====== Material for this exercise ======

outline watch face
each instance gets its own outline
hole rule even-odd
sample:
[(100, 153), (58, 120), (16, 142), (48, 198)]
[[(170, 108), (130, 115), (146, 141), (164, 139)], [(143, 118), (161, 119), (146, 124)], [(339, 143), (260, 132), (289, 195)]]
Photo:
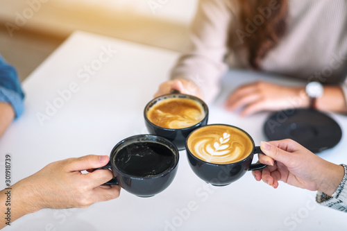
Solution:
[(319, 98), (323, 96), (323, 85), (319, 82), (311, 82), (306, 85), (306, 93), (311, 98)]

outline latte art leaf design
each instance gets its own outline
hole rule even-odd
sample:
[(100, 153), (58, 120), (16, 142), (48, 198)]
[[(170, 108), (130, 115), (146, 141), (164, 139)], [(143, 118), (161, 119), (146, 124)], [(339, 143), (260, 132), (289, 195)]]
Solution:
[(229, 148), (230, 144), (224, 144), (230, 140), (230, 135), (226, 132), (223, 134), (223, 138), (219, 138), (219, 142), (215, 142), (213, 144), (214, 148), (211, 147), (210, 144), (206, 146), (206, 151), (211, 155), (223, 155), (228, 153), (230, 150), (226, 150)]

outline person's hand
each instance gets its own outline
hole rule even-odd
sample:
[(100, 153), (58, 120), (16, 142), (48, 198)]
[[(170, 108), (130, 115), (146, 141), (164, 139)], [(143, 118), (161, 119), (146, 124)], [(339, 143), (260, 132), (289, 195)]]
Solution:
[(266, 82), (243, 85), (232, 92), (226, 102), (228, 110), (242, 109), (246, 116), (262, 110), (280, 110), (309, 105), (304, 87), (288, 87)]
[(200, 89), (195, 83), (181, 78), (162, 83), (159, 86), (158, 92), (154, 94), (154, 97), (169, 94), (173, 90), (178, 91), (182, 94), (189, 94), (201, 98)]
[(323, 160), (291, 139), (262, 142), (261, 163), (269, 166), (253, 171), (256, 180), (262, 180), (275, 189), (278, 181), (331, 196), (341, 183), (344, 169)]
[(81, 173), (103, 166), (108, 160), (106, 155), (90, 155), (51, 163), (12, 186), (16, 200), (22, 202), (17, 205), (29, 209), (26, 214), (43, 208), (87, 207), (96, 202), (117, 198), (120, 187), (103, 185), (113, 177), (110, 170)]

======

Reproduce every line of the entries above verbatim, omitting the pictures.

outline watch face
each instance gets its own outline
hole rule even-odd
sample:
[(100, 153), (58, 120), (16, 142), (48, 198)]
[[(170, 108), (130, 115), (146, 141), (164, 139)], [(143, 118), (161, 119), (146, 124)], [(339, 143), (260, 132), (289, 195)]]
Photo:
Solution:
[(319, 98), (323, 96), (323, 85), (319, 82), (311, 82), (306, 85), (306, 93), (311, 98)]

outline latte art leaf design
each instance gets its own outline
hole rule even-odd
sample:
[(100, 153), (58, 120), (16, 142), (48, 198)]
[[(170, 108), (130, 115), (146, 141), (164, 139)], [(143, 118), (161, 119), (146, 124)], [(339, 143), (260, 132), (289, 195)]]
Solution:
[(229, 148), (230, 144), (224, 144), (230, 140), (230, 135), (226, 132), (223, 134), (223, 138), (219, 138), (219, 142), (215, 142), (213, 144), (214, 148), (211, 147), (210, 144), (206, 146), (206, 151), (211, 155), (223, 155), (228, 153), (230, 150), (226, 150)]

outline person's hand
each instance gets its own outline
hole rule even-odd
sample:
[(100, 153), (58, 120), (16, 142), (48, 198)]
[[(170, 108), (130, 115), (146, 141), (164, 139)], [(143, 118), (161, 119), (146, 124)], [(339, 143), (260, 132), (289, 195)]]
Solution:
[(266, 82), (243, 85), (232, 92), (226, 102), (228, 110), (242, 109), (246, 116), (262, 110), (280, 110), (309, 105), (304, 87), (288, 87)]
[(200, 89), (195, 83), (181, 78), (162, 83), (159, 86), (158, 92), (154, 94), (154, 97), (169, 94), (173, 90), (178, 91), (182, 94), (189, 94), (201, 98)]
[(323, 160), (291, 139), (262, 142), (261, 163), (269, 166), (253, 171), (256, 180), (262, 180), (275, 189), (278, 181), (331, 196), (341, 183), (344, 169)]
[(81, 173), (103, 166), (108, 160), (106, 155), (90, 155), (51, 163), (12, 186), (16, 200), (22, 202), (17, 205), (29, 209), (26, 214), (43, 208), (87, 207), (96, 202), (117, 198), (120, 187), (103, 185), (113, 177), (110, 170)]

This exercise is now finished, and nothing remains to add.